▶ TEXT FOR ANALYSIS
[TUHS] Origins of the SGS (System Generation Software) and COFF (Common Object File Format)

Clem Cole clemc at ccc.com
Thu Feb 23 08:20:05 AEST 2023


below are some thoughts/hopefully answers to your questions....

On Wed, Feb 22, 2023 at 3:16 PM segaloco via TUHS <tuhs at tuhs.org> wrote:

> Good day all, figured I'd start a thread on this matter as I'm starting to
> piece enough together to articulate the questions arising in my research.
>
> So based on my analysis of the 3B20S UNIX 4.1 manual I've been working
> through, all evidence points to the formalized SGS package and COFF
> originating tightly coupled to the 3B-20 line, then growing legs to support
> VAX, but never quite absorbing PDP-11 in entirety. That said, there are
> bits and pieces of the manual pages for the object format libraries that
> suggest there was some providence for PDP-11 in the development of COFF as
> well.
>
> Where this has landed though is a growing curiosity regarding:
>
>    1. Whether SGS and COFF were tightly coupled to one another from the
>    outset, with SGS being supported by the general library routines being
>    developed for the COFF format
>
> @scj - any enlightenment -- your team in USG must have been part of all
that.

>
>    1. Whether COFF was envisioned as a one-size-fits-all object format
>    from its inception or started as an experiment in 3B-20 development that
>    wound up being general enough for other platforms
>
> That I can not say, but I can say that to the UNIX source licenses (i.e.
not the Universities in the Research system or inside of the Bell Systems)
- it was used in the "consider it standard" campaign that AT&T marketing in
NC was starting to push.  This was around the time that PCC2 was coming out
to replace the original PCC but I remember getting PCC2 was extra cost.

▶ ENTRIES SHOWN

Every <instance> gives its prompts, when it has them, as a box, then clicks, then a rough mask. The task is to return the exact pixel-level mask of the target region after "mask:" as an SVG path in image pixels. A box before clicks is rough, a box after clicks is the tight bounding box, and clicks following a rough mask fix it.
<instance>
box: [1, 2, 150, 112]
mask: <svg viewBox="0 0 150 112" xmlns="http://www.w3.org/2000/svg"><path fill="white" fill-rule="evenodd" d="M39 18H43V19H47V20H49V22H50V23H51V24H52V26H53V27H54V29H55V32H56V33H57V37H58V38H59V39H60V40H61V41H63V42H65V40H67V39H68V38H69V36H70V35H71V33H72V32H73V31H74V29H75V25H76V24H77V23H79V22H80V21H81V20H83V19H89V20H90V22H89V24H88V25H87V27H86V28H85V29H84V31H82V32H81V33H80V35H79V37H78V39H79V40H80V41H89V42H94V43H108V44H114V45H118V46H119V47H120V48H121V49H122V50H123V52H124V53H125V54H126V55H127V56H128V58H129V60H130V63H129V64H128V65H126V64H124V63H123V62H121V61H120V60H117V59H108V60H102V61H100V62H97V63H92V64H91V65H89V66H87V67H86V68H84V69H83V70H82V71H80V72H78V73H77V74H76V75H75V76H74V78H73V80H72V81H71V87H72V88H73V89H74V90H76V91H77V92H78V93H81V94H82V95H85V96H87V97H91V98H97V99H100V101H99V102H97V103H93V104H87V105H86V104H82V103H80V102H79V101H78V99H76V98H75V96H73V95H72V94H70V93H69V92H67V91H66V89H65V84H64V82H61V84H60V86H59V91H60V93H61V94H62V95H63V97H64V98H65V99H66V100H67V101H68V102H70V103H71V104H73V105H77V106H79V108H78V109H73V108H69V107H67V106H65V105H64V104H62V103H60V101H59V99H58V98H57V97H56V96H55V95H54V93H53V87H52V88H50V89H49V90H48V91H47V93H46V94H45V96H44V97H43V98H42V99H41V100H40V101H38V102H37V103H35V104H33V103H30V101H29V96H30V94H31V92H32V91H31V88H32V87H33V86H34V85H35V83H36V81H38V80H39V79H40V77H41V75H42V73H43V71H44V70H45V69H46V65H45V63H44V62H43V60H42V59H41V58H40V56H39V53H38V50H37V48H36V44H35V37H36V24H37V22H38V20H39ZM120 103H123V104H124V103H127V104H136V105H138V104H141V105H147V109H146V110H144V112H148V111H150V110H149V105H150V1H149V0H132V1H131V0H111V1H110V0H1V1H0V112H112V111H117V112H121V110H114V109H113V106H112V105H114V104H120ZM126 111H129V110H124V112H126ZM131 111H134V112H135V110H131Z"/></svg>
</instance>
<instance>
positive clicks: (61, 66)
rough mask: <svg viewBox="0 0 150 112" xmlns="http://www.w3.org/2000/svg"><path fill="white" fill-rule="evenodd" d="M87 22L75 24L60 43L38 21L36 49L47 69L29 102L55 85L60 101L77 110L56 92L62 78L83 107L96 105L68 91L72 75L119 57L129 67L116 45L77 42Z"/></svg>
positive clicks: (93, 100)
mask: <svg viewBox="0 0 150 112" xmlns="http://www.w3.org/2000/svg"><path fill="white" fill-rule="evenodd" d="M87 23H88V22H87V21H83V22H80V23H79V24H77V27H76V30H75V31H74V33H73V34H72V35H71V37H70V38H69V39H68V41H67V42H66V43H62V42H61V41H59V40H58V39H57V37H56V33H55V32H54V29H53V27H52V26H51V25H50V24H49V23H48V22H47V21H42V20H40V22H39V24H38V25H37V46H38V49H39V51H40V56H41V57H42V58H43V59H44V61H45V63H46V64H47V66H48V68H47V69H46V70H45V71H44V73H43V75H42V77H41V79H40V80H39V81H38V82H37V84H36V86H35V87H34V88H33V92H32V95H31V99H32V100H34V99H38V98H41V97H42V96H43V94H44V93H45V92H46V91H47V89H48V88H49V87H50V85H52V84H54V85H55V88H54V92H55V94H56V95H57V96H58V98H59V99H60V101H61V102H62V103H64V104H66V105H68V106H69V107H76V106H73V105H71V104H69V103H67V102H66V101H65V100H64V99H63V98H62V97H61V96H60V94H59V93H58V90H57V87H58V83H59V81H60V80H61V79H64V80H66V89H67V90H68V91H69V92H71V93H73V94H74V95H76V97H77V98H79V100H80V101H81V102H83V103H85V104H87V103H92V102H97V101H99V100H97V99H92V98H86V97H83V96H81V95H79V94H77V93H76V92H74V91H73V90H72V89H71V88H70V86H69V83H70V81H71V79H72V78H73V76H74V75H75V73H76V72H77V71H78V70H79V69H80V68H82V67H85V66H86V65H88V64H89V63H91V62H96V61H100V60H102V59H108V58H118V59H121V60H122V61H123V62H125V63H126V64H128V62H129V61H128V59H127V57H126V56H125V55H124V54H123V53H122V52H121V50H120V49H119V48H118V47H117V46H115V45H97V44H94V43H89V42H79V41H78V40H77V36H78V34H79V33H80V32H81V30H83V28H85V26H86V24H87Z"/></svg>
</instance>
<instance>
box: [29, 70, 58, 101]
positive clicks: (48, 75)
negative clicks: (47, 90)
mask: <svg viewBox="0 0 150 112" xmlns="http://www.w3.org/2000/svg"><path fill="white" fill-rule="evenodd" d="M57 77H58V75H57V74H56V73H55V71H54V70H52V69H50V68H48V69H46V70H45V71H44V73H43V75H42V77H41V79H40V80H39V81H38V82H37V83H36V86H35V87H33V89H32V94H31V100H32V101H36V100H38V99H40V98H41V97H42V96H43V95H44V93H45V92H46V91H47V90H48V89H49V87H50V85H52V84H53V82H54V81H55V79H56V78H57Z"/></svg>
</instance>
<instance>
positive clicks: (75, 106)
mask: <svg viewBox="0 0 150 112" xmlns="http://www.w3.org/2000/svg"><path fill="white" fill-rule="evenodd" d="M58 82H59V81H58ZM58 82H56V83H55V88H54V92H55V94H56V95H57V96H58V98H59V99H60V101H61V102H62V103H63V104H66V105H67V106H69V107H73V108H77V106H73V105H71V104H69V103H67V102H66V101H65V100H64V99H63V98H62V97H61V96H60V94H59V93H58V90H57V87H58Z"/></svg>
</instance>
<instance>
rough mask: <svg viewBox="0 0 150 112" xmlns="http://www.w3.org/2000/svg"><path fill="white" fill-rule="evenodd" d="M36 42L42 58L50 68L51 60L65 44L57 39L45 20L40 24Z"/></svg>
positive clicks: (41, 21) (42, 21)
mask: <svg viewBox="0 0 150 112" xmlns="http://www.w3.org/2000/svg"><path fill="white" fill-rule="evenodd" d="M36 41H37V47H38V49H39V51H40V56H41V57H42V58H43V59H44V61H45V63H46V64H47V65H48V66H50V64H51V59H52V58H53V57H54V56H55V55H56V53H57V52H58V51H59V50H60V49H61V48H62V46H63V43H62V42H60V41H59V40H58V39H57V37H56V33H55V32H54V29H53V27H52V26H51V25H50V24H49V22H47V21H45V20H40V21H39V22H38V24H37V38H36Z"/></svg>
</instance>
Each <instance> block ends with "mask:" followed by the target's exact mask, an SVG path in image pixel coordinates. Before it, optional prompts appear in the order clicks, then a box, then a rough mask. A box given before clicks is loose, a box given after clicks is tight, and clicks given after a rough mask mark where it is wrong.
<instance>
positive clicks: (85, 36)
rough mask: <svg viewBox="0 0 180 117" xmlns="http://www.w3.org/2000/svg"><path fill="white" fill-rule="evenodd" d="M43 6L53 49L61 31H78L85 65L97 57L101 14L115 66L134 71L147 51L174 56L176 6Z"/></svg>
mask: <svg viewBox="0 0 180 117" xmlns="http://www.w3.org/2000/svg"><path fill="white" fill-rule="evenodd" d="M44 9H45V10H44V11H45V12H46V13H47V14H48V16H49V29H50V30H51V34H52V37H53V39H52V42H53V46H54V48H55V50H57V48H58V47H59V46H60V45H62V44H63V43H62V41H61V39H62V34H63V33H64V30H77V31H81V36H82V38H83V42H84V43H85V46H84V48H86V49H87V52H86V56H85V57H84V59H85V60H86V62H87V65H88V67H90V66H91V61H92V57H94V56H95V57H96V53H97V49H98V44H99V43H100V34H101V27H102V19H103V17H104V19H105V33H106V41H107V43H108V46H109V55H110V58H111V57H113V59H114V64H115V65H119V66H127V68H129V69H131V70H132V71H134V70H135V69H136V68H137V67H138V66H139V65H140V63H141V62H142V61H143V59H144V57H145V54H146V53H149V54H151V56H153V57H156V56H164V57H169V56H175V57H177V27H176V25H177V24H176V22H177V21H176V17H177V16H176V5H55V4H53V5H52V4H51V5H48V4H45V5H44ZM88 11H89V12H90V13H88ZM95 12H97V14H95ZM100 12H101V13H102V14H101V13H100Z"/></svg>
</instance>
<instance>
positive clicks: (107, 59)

▶ JOB
Reproduce word for word the passage of the mailing-list post on SGS and COFF between "On Wed, Feb" and "in my research.", inclusive.

▶ TASK RESPONSE
On Wed, Feb 22, 2023 at 3:16 PM segaloco via TUHS <tuhs at tuhs.org> wrote:

> Good day all, figured I'd start a thread on this matter as I'm starting to
> piece enough together to articulate the questions arising in my research.